### READING TEXT
--- START ---

The parade was disrupted on O’Connell Street shortly after it began this afternoon when a small number of protesters stood in front of the Labour Party bus which was taking part in the parade and stopped it from going any further. The protest, which is believed to have been an anti-property tax and anti-government protest, lasted around ten minutes.

Grand Marshal this year was Anna Grodzka, a transgender MP from the Polish parliament.

====2014: "Freedom" ====
Grand Marshal this year was Colm O’Gorman, director of Amnesty International Ireland.

The parade started at the Garden of Remembrance at 1.45pm, making its way by Trinity College and finishing at Merrion Square. This year the Garda band, in uniform, led the parade through the streets of Dublin.

====2015: "The Future Is Equal" ====
The parade took place on 27 June 2015.

====2016: "Rebel Rebel"====
The parade took place on 26 June 2016. Max Krzyzanowski was Grand Marshall. It was the first Dublin Pride to take place after the legalization of same-sex marriage in Ireland.

====2017: "Find your Inner Hero"====
The festival ran from 19 to 24 June with the parade taking place on 24 June 2017. That year saw a complete overhaul of the parade route due to extensive works to expand the Luas in the city centre with the parade starting at St. Stephen's Green and finishing at Smithfield Square in North Dublin, the new location for the final destination event. History was made this year when Taoiseach, Leo Varadkar, became the first Irish Leader in office to attend the festival. Moninne Griffith of BeLonG To was Grand Marshall of the parade.

====2018: "We Are Family"====
The festival ran on the final week in June with the parade taking place on 30 June 2018. The theme was "We Are Family" and Sara Philips from Transgender Equality Network of Ireland (TENI) was Grand Marshall.

--- END ---

### Extracted records
--- START ---

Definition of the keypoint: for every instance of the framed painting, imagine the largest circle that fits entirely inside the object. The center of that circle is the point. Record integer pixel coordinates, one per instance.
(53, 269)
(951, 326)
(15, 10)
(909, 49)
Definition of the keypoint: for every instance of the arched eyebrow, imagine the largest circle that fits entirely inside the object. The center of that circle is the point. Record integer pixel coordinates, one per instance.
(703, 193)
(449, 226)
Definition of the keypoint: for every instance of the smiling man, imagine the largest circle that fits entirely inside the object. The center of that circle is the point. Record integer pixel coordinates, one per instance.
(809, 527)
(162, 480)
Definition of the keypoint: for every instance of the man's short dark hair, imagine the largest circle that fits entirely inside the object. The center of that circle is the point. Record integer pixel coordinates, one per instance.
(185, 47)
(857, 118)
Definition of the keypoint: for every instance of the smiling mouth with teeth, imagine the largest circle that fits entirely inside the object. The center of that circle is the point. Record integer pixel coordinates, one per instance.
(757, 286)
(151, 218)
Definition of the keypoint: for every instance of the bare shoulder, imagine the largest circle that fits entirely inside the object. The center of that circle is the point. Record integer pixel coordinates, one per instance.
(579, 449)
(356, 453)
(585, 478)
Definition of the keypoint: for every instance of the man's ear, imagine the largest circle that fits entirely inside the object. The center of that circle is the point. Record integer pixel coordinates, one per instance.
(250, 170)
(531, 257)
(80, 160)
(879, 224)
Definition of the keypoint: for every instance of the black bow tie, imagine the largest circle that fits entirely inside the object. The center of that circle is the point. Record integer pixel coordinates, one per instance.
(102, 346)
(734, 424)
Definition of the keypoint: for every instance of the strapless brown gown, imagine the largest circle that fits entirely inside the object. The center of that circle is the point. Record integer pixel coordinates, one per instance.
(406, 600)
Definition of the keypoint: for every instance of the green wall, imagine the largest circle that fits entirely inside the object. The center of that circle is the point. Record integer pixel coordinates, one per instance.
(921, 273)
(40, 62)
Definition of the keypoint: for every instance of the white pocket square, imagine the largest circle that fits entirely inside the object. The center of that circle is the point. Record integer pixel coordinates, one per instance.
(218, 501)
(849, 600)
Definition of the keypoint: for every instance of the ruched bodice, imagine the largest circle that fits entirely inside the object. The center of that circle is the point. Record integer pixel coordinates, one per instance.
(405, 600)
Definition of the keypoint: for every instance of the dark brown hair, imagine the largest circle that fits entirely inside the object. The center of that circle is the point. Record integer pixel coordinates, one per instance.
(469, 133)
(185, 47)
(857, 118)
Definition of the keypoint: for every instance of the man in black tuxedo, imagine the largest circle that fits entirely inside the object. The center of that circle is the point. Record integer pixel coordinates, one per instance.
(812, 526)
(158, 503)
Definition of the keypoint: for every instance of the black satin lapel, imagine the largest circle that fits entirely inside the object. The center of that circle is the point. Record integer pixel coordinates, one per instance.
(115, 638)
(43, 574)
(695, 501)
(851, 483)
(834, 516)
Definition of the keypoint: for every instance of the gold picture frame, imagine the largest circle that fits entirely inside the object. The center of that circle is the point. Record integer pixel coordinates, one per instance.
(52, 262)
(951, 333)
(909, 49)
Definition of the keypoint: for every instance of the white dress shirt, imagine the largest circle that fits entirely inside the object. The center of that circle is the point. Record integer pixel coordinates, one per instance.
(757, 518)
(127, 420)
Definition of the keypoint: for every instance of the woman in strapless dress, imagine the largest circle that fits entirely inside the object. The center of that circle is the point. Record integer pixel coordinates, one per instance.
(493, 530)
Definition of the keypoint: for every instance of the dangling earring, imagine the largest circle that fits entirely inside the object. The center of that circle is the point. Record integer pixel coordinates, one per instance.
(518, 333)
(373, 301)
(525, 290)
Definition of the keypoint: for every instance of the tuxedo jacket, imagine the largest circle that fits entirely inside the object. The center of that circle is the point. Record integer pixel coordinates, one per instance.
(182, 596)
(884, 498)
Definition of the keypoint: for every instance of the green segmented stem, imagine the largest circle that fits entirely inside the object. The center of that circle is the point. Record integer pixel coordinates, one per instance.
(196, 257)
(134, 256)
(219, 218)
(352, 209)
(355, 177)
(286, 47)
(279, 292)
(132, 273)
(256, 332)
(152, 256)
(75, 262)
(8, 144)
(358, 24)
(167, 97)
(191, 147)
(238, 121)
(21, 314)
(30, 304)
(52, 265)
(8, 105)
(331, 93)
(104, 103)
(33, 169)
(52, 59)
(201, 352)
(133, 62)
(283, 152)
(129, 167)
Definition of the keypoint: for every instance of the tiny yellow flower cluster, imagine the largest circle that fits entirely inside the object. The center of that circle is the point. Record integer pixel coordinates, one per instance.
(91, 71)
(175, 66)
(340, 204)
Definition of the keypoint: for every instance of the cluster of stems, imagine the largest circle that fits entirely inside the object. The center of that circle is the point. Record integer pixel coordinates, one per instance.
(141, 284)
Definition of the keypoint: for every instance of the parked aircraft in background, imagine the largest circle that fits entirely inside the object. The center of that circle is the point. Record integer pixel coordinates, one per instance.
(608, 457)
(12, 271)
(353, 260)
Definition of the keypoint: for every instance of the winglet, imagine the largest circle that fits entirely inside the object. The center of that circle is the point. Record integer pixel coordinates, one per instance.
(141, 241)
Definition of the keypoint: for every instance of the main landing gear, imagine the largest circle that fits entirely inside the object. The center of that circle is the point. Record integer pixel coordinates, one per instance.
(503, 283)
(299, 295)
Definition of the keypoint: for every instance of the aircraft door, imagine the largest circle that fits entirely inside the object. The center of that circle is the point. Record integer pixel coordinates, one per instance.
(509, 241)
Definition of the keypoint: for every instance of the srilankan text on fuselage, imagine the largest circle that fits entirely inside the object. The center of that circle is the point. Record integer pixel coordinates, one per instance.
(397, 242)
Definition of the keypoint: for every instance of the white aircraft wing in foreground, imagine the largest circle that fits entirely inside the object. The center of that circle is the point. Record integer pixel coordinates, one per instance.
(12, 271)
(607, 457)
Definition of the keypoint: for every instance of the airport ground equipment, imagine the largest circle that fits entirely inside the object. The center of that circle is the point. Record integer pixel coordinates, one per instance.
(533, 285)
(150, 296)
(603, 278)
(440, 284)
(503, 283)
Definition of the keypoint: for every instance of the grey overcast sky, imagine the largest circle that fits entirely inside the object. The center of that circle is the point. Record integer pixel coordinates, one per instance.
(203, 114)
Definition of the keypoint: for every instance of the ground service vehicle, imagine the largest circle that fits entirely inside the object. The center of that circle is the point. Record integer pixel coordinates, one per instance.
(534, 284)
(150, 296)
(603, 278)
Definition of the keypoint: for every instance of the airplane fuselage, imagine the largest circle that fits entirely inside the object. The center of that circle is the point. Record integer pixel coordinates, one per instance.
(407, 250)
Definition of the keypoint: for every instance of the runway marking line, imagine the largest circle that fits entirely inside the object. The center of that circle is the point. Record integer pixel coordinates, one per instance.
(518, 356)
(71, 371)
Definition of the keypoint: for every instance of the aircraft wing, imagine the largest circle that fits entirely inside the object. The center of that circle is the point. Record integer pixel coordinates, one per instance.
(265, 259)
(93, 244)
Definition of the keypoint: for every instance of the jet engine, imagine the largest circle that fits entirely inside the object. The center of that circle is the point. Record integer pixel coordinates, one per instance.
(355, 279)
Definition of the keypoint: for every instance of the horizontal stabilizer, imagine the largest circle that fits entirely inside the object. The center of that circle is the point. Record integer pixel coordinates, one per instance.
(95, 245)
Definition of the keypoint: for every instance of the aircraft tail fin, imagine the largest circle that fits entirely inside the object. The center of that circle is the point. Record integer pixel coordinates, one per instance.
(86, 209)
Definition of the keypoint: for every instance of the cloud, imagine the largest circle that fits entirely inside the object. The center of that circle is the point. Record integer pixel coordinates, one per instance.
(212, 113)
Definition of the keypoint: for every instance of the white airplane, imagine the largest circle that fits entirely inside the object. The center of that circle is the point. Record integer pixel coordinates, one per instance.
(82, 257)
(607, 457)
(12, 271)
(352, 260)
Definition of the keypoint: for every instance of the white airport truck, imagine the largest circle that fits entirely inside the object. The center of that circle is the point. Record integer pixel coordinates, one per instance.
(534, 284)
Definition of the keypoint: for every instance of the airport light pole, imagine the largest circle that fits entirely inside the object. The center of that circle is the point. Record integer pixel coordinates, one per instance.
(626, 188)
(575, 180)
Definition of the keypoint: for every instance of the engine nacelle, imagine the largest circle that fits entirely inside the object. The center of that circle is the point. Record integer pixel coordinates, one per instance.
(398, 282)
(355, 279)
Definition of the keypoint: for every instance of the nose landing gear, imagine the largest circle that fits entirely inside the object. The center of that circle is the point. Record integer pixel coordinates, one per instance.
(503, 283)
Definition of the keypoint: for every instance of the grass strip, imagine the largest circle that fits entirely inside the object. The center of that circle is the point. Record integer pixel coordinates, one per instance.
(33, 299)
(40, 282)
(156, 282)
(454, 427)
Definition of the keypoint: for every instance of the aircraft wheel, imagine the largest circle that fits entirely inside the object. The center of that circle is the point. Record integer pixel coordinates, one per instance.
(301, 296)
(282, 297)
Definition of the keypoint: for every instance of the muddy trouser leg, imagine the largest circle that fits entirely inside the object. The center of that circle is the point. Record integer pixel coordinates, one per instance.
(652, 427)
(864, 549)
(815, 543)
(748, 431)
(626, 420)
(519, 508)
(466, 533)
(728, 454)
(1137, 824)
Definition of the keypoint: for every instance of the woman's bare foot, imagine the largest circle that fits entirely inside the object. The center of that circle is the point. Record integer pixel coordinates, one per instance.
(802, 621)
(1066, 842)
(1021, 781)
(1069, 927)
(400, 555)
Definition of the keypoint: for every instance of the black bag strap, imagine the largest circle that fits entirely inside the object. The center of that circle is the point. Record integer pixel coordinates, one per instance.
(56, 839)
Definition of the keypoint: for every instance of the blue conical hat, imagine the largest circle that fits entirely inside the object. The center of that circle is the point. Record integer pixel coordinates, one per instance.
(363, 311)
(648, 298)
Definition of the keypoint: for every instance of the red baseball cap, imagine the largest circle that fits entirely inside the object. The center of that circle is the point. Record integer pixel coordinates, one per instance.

--- END ---

### WHAT YOU WILL DO
Carry on the account of the Dublin Pride parades, beginning immediately after its final sentence.

### EXERCISE ANSWER
====2019: "Rainbow Revolution"====
The festival ran from 20 June 2019 to 29 June 2019. The theme was "Rainbow Revolution" to celebrate the 50th anniversary of the Stonewall uprising in New York City that marked the start of the international Pride movement. Will St Leger was Grand Marshall of the festival.

===2020s===
====2020: "In This Together"====
Due to the COVID-19 pandemic, the festival was initially postponed until September 2020, but was later cancelled. Instead, the festival ran digitally online from 18 June 2020 to 28 June 2020. A virtual online parade took place and was led by the Lord Mayor of Dublin Tom Brabazon and frontline workers from across the city. The theme was "In This Together" to act responsibly in the best interests of all communities, to react to changing circumstances and to support the frontline workers. Vanessa O'Connell, an ISL interpreter seen at government press briefings, was Grand Marshall of the festival.

==Controversies==
In 2023, the organizers of Dublin Pride were accused of "intentionally doctoring photos" to push "propaganda" when they posted an altered image from a 1983 protest, in which the slogan "Trans rights are human rights" was added to a sign carried by a demonstrator. A spokesman for Dublin Pride defended the change, saying that the "practice of altering iconic images for campaigns is a common practice". The altered image was ultimately removed from the Dublin Pride website.